Text to read.
__________________________________________________

Absolute Convergence of a Series

[forestmine]

Homework Statement

I'm given this series and asked whether it converges, absolutely converges, or diverges.

Ʃ(n=0 to infinity) [2(-1^n)(3^(n+1))]/5^n

Homework Equations

The Attempt at a Solution

The answer states that it is absolutely convergent, and that it converges to 15/4. Everything I've done doesn't get me to this answer. It's driving me nuts!

On the one hand, we can say it's an alternating series. So, by the alternating series test, I took the limit of b_n, and right off the bat, I can't seem to get that to equal 0, which by the alternating series test, would say that the series diverges.

So then, I tried the ratio test. I know that for the ratio test, if the limit of the ratio is < 1, the series converges. If I pull out the 2 and then use the ratio test, I do in fact get a number that is < 1, but multiplying it by 2, doesn't get me anywhere near 15/4.

I really don't know where to go from here. Obviously I'm using these tests incorrectly, but I can't see how... :/

Anyone help would be greatly appreciated!

 

[LCKurtz]

Using the ratio test to show convergence by showing the limit ratio is less than 1 is one thing. You can show absolute convergence that way. But that doesn't say anything about what the sum of the series is. Here's a hint: Factor out a 3 and think about geometric series. And show some work so we can figure out where you are going wrong.

 

[forestmine]

Ok, in that case, I'm a little confused about how to handle alternating geometric series.

I can get down to 6*(-1)^n * (3/5)^n

But the (-1) is throwing me off. I want to say that r=3/5, and a=6, and then using a/1-r, I have

6/(1-3/5) = 15.

So I suppose I'm somewhat on the right track...

 

[LCKurtz]

Ok, in that case, I'm a little confused about how to handle alternating geometric series.

I can get down to 6*(-1)^n * (3/5)^n

But the (-1) is throwing me off. I want to say that r=3/5, and a=6, and then using a/1-r, I have

6/(1-3/5) = 15.

So I suppose I'm somewhat on the right track...

Almost. Put the $-1^n$ in with the $(\frac 3 5)^n$. It's OK for the ratio to be negative.

 

[forestmine]

Ah, got it. Thank you so much!

So in general, if I'm dealing with an alternating geometric series, the (-1)^n can just be multiplied by whatever other factors I have that are raised to the n.

And as for absolutely convergent, the only test that will verify that is the ratio test, as that deals with the absolute value, correct?

What about this alternating series test? I imagine using that should also prove convergence in this case (although not a value to which the series converges). How would I take the limit of b_n. If I use L'Hopital's, I continuously wind up with a number raised to n minus some value, and thus can't seem to get the limit to equal 0.

 

[LCKurtz]

Ah, got it. Thank you so much!

So in general, if I'm dealing with an alternating geometric series, the (-1)^n can just be multiplied by whatever other factors I have that are raised to the n.

And as for absolutely convergent, the only test that will verify that is the ratio test, as that deals with the absolute value, correct?

Any test of the absolute value series that shows it converges would do. The ratio test is an obvious first thing to try.

What about this alternating series test? I imagine using that should also prove convergence in this case (although not a value to which the series converges). How would I take the limit of b_n. If I use L'Hopital's, I continuously wind up with a number raised to n minus some value, and thus can't seem to get the limit to equal 0.

Once you know it converges absolutely you can forget about the alternating series test.

For your question about $b_n$, use the fact (or prove it if you haven't seen it) that $r^n\rightarrow 0$ as $n\rightarrow \infty$ if $|r|<1$.

 

[forestmine]

Thanks again for the help.

You've definitely helped clear some things up for me. (:

__________________________________________________

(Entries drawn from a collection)

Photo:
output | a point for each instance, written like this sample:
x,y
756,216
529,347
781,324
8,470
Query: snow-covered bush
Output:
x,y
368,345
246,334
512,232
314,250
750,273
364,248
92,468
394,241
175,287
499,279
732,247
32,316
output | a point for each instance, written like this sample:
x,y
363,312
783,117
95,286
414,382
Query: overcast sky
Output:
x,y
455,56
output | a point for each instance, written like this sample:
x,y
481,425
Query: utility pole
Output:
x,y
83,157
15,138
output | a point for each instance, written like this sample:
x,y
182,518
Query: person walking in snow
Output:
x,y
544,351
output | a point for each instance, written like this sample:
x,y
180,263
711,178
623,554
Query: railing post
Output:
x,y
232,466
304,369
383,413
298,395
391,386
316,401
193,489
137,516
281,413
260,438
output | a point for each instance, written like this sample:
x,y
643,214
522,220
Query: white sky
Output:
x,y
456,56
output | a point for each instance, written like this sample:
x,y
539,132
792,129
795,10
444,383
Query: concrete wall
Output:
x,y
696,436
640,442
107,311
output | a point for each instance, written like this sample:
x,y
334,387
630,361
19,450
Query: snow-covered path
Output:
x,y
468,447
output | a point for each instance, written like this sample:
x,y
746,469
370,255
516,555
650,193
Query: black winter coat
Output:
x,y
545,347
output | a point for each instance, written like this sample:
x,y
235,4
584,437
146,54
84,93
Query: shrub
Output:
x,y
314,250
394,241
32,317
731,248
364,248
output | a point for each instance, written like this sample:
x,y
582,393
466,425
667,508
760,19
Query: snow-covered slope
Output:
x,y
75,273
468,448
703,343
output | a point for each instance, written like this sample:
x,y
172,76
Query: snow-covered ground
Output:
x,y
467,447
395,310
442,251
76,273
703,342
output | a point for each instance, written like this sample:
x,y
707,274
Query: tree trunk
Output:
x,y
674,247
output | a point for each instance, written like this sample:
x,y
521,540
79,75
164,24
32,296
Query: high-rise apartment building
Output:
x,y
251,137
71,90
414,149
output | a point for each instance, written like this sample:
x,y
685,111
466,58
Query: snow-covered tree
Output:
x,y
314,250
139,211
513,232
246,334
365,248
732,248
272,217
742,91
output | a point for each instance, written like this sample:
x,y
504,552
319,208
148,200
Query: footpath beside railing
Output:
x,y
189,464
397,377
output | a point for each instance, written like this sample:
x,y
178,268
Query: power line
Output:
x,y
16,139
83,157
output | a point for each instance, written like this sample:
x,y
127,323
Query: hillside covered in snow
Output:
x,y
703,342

__________________________________________________

Objective A. Can you rewrite the stretch of the convergence thread from "Absolute Convergence of" through "converges, or diverges.", renaming "forestmine" to "OP" everywhere it appears?
Objective B. Which lines of the entries contain the string "covered"? Copy each of them out, matching case exactly.
The convergence thread and the entries have no connection to each other.

Task response A.
Absolute Convergence of a Series

[OP]

Homework Statement

I'm given this series and asked whether it converges, absolutely converges, or diverges.

Task response B.
Query: snow-covered bush
Query: snow-covered path
Query: snow-covered slope
Query: snow-covered ground
Query: snow-covered tree
Query: hillside covered in snow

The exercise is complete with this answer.